### TASK PROMPT
All lines in the entries below that hold "tree" make up the answer.

### THE DATA
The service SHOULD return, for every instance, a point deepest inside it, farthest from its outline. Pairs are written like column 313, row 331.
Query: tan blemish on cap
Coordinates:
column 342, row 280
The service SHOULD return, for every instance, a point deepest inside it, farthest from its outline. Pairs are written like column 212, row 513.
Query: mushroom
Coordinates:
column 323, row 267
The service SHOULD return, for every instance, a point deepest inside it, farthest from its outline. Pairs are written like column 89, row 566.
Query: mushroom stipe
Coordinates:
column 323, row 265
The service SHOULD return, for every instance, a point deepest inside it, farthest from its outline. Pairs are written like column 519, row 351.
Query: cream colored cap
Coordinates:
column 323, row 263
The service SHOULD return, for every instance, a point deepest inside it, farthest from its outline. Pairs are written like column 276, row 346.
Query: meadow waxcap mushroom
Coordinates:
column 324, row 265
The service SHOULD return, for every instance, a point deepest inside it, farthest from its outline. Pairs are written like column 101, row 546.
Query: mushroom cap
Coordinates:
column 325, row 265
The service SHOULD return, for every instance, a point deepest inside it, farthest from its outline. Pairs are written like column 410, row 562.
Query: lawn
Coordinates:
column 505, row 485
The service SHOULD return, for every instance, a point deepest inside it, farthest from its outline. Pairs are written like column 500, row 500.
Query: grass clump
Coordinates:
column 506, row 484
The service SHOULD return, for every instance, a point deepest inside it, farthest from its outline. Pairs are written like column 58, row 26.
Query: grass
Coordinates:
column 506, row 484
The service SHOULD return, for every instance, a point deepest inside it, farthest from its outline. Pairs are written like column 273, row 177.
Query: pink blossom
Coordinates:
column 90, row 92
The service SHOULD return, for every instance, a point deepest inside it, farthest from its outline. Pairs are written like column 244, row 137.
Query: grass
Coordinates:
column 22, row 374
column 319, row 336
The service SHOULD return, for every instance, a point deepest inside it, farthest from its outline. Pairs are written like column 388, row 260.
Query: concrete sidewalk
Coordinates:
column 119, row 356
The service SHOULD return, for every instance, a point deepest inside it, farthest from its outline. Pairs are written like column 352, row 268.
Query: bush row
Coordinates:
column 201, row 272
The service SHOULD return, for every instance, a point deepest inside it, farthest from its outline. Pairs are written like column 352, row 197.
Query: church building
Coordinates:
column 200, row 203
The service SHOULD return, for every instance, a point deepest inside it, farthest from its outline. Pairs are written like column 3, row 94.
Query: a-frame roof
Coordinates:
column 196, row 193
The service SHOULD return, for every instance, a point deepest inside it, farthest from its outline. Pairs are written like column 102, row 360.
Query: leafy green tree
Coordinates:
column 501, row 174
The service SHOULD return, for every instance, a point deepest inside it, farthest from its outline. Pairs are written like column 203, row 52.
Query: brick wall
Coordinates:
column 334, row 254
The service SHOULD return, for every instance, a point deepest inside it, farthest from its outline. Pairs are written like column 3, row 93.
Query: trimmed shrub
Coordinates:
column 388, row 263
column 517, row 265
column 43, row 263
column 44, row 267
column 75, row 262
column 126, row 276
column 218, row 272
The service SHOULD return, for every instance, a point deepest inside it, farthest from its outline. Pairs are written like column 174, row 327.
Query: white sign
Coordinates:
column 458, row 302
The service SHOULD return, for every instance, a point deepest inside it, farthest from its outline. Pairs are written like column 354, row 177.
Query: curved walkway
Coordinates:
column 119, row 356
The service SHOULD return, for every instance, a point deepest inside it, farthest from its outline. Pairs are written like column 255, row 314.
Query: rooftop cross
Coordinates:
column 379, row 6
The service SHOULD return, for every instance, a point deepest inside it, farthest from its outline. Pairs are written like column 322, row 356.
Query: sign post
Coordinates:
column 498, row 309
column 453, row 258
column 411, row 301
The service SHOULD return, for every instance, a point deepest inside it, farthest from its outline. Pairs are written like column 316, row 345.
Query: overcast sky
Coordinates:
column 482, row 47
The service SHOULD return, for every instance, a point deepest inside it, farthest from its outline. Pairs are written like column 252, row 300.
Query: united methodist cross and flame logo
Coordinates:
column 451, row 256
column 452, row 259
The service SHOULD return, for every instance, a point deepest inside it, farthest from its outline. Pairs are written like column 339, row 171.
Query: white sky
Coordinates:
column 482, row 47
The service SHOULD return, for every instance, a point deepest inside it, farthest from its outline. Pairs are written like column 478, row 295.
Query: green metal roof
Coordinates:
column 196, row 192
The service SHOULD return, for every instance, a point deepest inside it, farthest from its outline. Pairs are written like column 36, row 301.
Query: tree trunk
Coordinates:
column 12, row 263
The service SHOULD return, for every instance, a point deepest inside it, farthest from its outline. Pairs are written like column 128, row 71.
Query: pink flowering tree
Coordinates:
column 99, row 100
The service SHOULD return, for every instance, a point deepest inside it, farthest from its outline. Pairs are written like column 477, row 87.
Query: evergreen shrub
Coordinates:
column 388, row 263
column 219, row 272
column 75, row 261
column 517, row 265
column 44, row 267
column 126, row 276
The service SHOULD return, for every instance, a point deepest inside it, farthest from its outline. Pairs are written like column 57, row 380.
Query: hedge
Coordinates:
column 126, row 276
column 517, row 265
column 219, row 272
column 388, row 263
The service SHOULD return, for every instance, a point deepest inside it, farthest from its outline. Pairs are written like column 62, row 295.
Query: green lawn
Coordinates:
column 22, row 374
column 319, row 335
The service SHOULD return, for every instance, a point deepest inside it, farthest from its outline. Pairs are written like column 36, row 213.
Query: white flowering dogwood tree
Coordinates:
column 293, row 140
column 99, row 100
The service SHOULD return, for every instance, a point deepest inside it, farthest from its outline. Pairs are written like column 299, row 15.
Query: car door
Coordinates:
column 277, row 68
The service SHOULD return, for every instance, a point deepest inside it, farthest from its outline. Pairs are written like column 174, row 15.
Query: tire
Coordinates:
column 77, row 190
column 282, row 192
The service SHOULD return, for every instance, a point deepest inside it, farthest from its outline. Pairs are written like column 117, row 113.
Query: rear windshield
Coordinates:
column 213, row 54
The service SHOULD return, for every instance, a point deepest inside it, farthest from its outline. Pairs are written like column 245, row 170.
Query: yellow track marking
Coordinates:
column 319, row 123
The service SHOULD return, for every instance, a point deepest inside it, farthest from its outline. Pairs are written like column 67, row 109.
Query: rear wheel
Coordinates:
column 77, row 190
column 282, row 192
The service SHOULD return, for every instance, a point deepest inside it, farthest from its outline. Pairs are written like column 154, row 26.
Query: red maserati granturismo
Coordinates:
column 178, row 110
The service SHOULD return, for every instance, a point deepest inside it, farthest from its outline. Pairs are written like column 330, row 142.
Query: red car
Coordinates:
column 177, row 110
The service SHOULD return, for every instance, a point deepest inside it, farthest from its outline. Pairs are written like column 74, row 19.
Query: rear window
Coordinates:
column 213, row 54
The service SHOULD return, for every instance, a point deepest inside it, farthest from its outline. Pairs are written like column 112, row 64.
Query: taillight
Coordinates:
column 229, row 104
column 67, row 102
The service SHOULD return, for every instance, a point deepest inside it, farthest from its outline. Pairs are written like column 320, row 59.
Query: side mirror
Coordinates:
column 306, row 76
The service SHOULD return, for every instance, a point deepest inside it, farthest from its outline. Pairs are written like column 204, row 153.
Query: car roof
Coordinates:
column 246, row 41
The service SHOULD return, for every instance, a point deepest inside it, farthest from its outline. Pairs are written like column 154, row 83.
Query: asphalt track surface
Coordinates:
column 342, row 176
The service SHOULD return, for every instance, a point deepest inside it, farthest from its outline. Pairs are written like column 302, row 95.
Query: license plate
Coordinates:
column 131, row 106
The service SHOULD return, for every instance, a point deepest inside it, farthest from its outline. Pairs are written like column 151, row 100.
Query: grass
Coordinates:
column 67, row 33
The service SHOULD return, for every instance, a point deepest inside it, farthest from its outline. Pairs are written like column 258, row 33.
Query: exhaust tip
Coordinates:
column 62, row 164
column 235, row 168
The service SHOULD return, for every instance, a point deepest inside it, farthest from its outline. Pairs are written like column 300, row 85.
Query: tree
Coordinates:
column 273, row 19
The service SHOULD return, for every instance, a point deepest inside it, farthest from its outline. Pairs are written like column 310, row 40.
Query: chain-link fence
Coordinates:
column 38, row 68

### OUTPUT FOR THIS TASK
Query: leafy green tree
Query: tree trunk
Query: pink flowering tree
Query: white flowering dogwood tree
Query: tree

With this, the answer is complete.